* **STATED PROBLEM A**:
In the setup notes, what value is given to the x setting?

* **TEXT BLOCK**:
Pasting here what I'm doing for one wiki so that I don't forget. Some manual actions are also needed, but those might be an error in configuration so I'm keeping everything together.

0) Checkouts

  1. Replace the path (almost) everywhere: sed -i "s/\/a\/wikistats_git/MYESCAPEDPATH/g" dumps/bash/*sh dumps/perl/*pl dumps/perl/*pm
  2. Comment the path tests https://gerrit.wikimedia.org/r/118261 and adjust the other settings including dumps_public, php, x (I put x=translatewiki), project (I put wx); set the date variable to an 8 digit timestamp like 20140101 and add /$date to the -i argument.
  3. Create the directory $dumps_public/$project/$date and place your bz2 dump in it.

* **AVAILABLE DATA**:
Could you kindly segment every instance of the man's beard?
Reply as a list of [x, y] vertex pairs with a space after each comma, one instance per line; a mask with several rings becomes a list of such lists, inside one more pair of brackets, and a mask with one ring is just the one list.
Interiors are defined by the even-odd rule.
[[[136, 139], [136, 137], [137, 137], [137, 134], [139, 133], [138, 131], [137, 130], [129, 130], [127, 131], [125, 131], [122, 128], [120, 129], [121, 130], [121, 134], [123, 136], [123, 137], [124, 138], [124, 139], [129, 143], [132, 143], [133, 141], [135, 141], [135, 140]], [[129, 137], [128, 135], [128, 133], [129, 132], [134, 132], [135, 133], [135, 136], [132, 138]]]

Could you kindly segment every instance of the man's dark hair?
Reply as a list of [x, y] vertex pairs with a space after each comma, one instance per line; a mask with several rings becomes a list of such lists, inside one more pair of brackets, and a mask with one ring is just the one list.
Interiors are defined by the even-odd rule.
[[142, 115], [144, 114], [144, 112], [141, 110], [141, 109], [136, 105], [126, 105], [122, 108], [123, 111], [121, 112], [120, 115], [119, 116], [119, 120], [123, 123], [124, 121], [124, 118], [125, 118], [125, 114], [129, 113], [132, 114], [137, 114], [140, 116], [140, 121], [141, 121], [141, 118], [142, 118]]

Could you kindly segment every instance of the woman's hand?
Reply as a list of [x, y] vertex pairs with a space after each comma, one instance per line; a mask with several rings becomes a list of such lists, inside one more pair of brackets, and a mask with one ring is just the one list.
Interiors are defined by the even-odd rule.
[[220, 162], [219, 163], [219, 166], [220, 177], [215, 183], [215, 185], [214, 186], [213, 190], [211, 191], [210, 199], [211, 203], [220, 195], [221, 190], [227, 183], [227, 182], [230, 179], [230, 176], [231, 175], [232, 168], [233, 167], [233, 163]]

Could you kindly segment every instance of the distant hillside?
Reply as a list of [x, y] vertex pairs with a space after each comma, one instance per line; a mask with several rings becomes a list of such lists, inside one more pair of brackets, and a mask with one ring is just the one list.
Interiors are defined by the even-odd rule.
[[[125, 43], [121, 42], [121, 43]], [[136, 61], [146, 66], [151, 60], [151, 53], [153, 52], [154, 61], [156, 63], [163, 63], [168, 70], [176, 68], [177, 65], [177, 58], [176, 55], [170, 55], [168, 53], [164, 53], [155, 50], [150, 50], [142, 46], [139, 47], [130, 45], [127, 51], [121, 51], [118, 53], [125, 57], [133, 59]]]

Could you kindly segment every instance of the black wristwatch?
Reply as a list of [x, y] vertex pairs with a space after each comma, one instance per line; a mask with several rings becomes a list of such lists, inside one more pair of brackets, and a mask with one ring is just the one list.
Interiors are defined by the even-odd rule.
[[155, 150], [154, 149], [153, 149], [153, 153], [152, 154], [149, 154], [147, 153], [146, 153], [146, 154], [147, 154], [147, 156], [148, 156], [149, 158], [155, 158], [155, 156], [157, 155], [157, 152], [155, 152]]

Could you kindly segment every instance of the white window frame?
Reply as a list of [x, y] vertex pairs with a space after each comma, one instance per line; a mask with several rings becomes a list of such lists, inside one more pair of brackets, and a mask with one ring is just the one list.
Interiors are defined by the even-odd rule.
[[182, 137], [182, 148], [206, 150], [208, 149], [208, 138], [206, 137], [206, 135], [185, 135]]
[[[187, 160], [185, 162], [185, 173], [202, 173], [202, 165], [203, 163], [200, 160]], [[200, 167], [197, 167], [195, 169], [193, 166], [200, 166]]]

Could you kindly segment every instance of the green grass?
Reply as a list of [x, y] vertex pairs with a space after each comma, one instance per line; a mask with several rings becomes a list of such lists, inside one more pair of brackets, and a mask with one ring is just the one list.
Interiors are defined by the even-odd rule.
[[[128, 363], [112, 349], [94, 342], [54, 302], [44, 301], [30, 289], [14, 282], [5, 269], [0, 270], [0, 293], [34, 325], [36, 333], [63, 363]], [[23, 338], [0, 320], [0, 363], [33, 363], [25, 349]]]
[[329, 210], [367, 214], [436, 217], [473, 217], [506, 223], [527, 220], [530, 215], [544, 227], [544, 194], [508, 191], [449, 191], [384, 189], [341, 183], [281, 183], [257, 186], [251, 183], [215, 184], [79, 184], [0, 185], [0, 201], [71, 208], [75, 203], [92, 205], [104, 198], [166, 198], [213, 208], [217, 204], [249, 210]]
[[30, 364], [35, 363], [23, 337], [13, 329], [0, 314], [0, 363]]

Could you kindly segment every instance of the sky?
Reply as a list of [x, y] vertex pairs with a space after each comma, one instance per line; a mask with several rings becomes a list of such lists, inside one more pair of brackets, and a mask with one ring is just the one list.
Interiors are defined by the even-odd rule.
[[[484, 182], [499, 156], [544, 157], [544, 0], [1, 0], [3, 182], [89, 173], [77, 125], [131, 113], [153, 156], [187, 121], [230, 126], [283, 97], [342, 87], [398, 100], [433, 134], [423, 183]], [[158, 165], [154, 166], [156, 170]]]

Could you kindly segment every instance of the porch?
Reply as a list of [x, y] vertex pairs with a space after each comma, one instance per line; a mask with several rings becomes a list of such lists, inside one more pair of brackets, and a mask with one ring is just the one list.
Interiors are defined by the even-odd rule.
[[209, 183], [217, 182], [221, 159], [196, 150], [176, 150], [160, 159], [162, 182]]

---

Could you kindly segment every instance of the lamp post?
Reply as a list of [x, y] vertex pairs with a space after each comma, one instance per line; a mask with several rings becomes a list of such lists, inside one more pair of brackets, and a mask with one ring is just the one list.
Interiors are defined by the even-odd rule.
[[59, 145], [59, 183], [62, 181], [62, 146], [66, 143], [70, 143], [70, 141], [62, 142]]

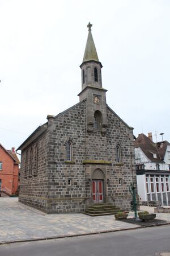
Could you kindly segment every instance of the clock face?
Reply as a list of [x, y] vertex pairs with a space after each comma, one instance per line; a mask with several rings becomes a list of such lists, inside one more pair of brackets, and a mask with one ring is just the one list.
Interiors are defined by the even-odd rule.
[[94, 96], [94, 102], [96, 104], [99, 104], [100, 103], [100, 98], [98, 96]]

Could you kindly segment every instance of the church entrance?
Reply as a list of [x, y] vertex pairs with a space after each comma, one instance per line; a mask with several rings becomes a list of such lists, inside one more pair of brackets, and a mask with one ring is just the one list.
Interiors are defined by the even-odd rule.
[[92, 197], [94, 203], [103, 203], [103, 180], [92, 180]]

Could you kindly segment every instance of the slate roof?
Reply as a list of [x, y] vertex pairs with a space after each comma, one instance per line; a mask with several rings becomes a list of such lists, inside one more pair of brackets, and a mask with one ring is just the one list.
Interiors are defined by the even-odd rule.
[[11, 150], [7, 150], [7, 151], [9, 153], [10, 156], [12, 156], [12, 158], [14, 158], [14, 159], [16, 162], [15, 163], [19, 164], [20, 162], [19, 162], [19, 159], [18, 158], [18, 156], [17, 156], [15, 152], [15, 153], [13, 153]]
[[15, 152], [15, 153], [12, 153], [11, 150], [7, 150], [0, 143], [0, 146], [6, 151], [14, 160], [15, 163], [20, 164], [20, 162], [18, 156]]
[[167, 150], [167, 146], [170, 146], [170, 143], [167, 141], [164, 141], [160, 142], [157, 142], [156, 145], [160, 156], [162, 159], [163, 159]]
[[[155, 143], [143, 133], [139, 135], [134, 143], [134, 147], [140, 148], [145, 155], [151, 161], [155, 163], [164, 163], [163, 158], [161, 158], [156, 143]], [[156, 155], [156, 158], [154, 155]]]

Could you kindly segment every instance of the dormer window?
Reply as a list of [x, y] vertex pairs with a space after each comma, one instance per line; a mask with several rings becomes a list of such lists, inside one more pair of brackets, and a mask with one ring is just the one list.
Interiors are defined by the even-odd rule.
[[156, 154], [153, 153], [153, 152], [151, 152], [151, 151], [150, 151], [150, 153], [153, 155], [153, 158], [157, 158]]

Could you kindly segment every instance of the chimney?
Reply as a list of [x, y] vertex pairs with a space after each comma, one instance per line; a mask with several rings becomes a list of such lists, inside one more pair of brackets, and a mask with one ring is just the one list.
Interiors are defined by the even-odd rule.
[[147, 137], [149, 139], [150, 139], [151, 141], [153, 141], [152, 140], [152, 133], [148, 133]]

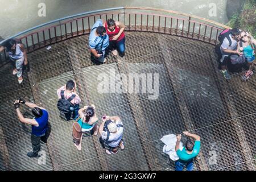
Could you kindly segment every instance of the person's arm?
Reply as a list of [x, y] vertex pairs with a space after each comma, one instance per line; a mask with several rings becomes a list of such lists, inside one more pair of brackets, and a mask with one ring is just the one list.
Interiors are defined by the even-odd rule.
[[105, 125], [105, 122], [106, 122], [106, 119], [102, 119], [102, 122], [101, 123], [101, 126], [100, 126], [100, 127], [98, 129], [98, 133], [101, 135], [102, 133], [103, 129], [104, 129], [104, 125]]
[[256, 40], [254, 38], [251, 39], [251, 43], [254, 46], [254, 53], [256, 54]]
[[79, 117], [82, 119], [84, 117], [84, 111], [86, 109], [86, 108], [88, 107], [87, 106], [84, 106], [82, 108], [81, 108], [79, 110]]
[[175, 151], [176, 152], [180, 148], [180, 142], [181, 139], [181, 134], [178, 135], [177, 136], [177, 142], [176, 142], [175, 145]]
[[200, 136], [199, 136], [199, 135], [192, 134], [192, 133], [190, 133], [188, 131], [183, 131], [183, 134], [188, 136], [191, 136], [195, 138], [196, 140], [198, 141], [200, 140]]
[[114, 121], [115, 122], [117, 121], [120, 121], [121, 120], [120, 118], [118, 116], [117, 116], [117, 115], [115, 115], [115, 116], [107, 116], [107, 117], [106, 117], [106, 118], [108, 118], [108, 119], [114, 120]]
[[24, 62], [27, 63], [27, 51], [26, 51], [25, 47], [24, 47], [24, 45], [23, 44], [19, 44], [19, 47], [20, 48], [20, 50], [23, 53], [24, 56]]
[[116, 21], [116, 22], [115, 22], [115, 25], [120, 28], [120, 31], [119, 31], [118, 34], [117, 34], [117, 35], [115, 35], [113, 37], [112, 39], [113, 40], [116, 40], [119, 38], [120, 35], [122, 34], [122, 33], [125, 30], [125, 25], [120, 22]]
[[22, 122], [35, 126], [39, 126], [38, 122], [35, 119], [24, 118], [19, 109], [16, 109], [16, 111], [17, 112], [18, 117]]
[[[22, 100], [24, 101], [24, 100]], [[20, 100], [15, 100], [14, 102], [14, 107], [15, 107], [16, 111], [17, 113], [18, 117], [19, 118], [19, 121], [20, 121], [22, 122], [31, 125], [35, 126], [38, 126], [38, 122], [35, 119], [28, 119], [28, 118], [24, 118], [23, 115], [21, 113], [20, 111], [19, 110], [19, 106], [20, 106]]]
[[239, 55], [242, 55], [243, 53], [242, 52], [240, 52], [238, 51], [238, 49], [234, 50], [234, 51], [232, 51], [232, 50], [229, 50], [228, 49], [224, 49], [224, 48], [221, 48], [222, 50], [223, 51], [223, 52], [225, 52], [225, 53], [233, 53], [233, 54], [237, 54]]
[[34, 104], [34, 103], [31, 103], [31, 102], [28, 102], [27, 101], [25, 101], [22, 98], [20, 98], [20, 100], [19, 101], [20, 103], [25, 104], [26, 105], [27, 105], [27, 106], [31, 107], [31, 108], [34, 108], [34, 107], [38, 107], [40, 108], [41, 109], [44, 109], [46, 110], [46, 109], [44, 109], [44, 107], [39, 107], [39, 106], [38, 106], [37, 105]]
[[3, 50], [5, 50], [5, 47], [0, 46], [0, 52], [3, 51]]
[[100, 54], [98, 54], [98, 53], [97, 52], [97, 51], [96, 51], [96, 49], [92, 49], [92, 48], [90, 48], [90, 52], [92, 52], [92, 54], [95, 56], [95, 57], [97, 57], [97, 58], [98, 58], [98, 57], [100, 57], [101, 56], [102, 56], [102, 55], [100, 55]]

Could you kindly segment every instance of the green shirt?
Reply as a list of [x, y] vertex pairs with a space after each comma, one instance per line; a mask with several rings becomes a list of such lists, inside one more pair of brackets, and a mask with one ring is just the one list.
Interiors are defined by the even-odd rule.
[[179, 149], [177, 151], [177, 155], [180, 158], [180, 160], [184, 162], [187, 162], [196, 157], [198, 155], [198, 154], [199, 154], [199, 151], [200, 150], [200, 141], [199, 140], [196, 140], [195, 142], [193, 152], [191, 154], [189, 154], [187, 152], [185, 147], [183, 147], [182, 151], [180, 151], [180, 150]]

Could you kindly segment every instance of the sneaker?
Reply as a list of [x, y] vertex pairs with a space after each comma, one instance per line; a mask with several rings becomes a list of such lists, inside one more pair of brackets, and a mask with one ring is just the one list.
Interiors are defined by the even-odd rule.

* **STATED PROBLEM B**:
Update the records from the line containing "Could you kindly segment every instance of the dormer" through the line containing "158], [157, 158]]" by replacing "dormer window" with "roof window" and leaving everything else unchanged. Return only those lines.

* **RESULT A**:
translatewiki

* **RESULT B**:
Could you kindly segment every instance of the roof window?
Reply as a list of [x, y] vertex pairs with a space after each comma, one instance per line; a mask with several rings becomes a list of such lists, inside one more pair of brackets, and a mask with one ring is just the one list.
Interiors are defined by the even-odd rule.
[[156, 154], [153, 153], [153, 152], [151, 152], [151, 151], [150, 151], [150, 153], [153, 155], [153, 158], [157, 158]]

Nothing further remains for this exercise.